** BEGIN Data **

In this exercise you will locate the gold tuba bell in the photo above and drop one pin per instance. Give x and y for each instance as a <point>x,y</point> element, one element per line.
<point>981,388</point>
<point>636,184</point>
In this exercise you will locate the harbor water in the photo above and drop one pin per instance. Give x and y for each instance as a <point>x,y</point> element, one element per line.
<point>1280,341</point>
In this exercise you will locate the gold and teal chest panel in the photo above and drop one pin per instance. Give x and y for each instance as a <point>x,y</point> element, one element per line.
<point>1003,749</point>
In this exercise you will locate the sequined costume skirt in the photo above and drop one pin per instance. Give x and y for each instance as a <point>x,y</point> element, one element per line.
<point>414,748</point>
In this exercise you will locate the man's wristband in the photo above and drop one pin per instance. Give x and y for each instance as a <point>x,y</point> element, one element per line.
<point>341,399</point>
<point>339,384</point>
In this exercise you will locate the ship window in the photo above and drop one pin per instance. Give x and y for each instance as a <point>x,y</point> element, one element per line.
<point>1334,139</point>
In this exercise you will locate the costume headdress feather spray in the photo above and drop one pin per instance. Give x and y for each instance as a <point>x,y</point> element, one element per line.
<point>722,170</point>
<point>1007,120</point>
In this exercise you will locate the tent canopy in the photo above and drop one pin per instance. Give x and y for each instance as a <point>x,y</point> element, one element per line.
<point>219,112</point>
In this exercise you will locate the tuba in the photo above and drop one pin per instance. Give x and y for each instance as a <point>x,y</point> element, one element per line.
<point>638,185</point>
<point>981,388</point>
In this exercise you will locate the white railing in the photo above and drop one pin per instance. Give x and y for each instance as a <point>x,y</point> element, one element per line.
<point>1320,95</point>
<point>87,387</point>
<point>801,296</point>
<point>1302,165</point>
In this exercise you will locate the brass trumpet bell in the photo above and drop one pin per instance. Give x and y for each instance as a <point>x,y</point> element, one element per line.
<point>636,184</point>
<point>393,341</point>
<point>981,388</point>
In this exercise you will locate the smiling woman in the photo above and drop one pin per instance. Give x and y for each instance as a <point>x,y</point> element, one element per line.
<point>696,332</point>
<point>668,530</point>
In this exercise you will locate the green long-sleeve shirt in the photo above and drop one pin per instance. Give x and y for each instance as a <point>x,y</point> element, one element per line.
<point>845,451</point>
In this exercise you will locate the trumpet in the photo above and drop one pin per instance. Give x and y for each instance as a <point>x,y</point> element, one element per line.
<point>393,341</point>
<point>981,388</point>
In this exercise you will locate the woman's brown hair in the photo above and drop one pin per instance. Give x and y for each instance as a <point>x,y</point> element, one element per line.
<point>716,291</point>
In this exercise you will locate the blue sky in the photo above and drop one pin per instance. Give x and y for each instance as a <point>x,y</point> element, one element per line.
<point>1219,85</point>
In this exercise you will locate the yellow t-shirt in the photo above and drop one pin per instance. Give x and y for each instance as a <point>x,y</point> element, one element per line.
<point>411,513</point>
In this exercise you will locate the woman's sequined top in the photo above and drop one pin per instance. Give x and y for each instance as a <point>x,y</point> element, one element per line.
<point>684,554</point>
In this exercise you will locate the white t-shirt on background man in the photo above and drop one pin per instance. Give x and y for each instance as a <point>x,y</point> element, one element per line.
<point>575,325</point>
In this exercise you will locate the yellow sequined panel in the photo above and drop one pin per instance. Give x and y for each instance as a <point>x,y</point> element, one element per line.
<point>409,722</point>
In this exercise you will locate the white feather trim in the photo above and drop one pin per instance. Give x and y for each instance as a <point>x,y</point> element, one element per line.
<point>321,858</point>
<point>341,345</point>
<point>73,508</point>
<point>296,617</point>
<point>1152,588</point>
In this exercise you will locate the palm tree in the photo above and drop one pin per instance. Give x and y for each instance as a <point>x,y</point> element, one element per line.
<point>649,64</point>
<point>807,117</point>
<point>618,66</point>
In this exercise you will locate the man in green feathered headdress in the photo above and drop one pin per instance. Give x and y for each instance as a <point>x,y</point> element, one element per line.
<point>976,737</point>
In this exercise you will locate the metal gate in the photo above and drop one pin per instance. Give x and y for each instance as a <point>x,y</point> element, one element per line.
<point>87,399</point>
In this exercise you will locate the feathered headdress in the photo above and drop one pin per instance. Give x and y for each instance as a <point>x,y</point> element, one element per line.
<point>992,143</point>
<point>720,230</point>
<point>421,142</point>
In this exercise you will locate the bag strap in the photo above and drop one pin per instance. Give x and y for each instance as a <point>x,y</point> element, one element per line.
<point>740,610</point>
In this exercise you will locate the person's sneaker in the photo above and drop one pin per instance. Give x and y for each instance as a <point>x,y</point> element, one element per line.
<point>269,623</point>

** END Data **

» The exercise:
Reproduce the whole listing above word for word, line by line and in the same order.

» Solution:
In this exercise you will locate the gold tuba bell in the photo above and drop one pin per instance. Give x and y for each instance as a <point>x,y</point> element, one element per line.
<point>981,388</point>
<point>636,184</point>
In this exercise you will locate the harbor water in the photo above and drop one pin per instance. Give x and y for each instance as a <point>x,y</point> element, one element per line.
<point>1280,341</point>
In this exercise you will locate the gold and teal chest panel in the photo above and drop one pin per instance. Give x and y for each instance as a <point>x,y</point> element, one element per line.
<point>1003,749</point>
In this exercise you will locate the sequined costume skirt in the photo above and drop one pin per instance. Give x and y for each instance as a <point>x,y</point> element, one element per line.
<point>414,748</point>
In this exercise you will locate the man's wristband in the photo above and drop one pin per instance. Give x and y for each instance as a <point>x,y</point> element, one element per line.
<point>341,399</point>
<point>339,384</point>
In this exercise you will locate the ship window in the photo above and drop one pin per instance. Give x and y for each instance as a <point>x,y</point> element, one element per line.
<point>1334,139</point>
In this exercise you will locate the costume headdress feather spray in the photo above and drop one pin per instance. Give x and y for each instance as a <point>x,y</point> element, one element per line.
<point>722,170</point>
<point>1007,120</point>
In this exercise you will locate the tent canopy in the photo above and drop one pin per instance. Give x and y for each instance as a <point>x,y</point> element, one element per line.
<point>219,112</point>
In this exercise you will locate the tuba in the photo above and drop one pin per instance. Give x and y for each instance as a <point>x,y</point> element, one element per line.
<point>638,185</point>
<point>981,388</point>
In this exercise you will locate the white railing in the photo above and drop one pin per instance. Give x and y for each instance as a <point>x,y</point> element, one element per line.
<point>1320,95</point>
<point>87,387</point>
<point>801,296</point>
<point>1302,165</point>
In this exercise you will locate the brass trumpet bell in the photo above and drop one pin per instance. Give x and y for each instance as a <point>x,y</point> element, one element per line.
<point>636,184</point>
<point>393,341</point>
<point>981,388</point>
In this exercise you will locate the smiling woman in the photo above and drop one pin per instance. Give x and y for each instance as a <point>x,y</point> element, one element per line.
<point>696,332</point>
<point>668,530</point>
In this exercise you will locate the green long-sleeve shirt in the photo above and drop one pin per instance. Give x and y for each instance as a <point>x,y</point> element, one element per line.
<point>845,451</point>
In this exercise you will locate the trumpet in the photo above and drop one pin per instance. Give x and y for each instance as a <point>x,y</point> element, one element per line.
<point>393,341</point>
<point>981,388</point>
In this exercise you will locate the woman's brown hair in the photo above and drop one pin per instance. Give x and y for each instance as a <point>x,y</point> element, one element per line.
<point>716,291</point>
In this exercise you will locate the blue sky in the photo above and drop one pin per instance. Give x and y for each instance as a <point>x,y</point> element, one element per line.
<point>1219,85</point>
In this exercise you will locate the yellow t-shirt in the photo above and drop one pin per instance. Give x and y for each instance as a <point>x,y</point> element, one element per line.
<point>411,513</point>
In this exercise you will locate the woman's sequined top in the photo above and drop one pin per instance. Give x and y for each instance as a <point>x,y</point> element, one element per line.
<point>684,554</point>
In this exercise you will locate the white t-shirt on background man in the photo above and drop one pin per instance. Give x and y for each instance as a <point>x,y</point> element, one element per line.
<point>575,325</point>
In this exercise you will locate the yellow sequined panel in the photo above and drop one pin per instance. Give x and y for each instance as a <point>x,y</point> element, one element per line.
<point>409,722</point>
In this exercise you will locate the white feather trim in the photo above and drop one pin per instance. Give x and y for each instance as a <point>x,y</point> element, one element per line.
<point>321,858</point>
<point>341,345</point>
<point>73,508</point>
<point>296,617</point>
<point>1152,588</point>
In this exercise you will locate the palm tree in the photo above and drop one pin per instance. Give x and y for each instance as a <point>x,y</point> element, one element per line.
<point>649,64</point>
<point>807,117</point>
<point>618,66</point>
In this exercise you will locate the man in green feathered headdress in the photo above and drop one pin per instance. Give x and y for each instance as a <point>x,y</point> element, one element per line.
<point>976,737</point>
In this exercise you will locate the metal gate in the photo above and drop one pin per instance. Give x and y for each instance as a <point>x,y</point> element, one element per line.
<point>87,399</point>
In this exercise you will locate the feathered headdress in the photo above and drop one pin per instance. Give x and y for each instance as a <point>x,y</point> element, one element per line.
<point>992,143</point>
<point>720,230</point>
<point>421,142</point>
In this exercise you will locate the bag strap in the photo above and drop one pin per instance. Give x and y for each instance as a <point>x,y</point> element, one element per line.
<point>740,610</point>
In this exercise you will locate the person's sneaker in the photo above and drop one pin per instance. Give x and y for each instance as a <point>x,y</point> element, one element per line.
<point>269,623</point>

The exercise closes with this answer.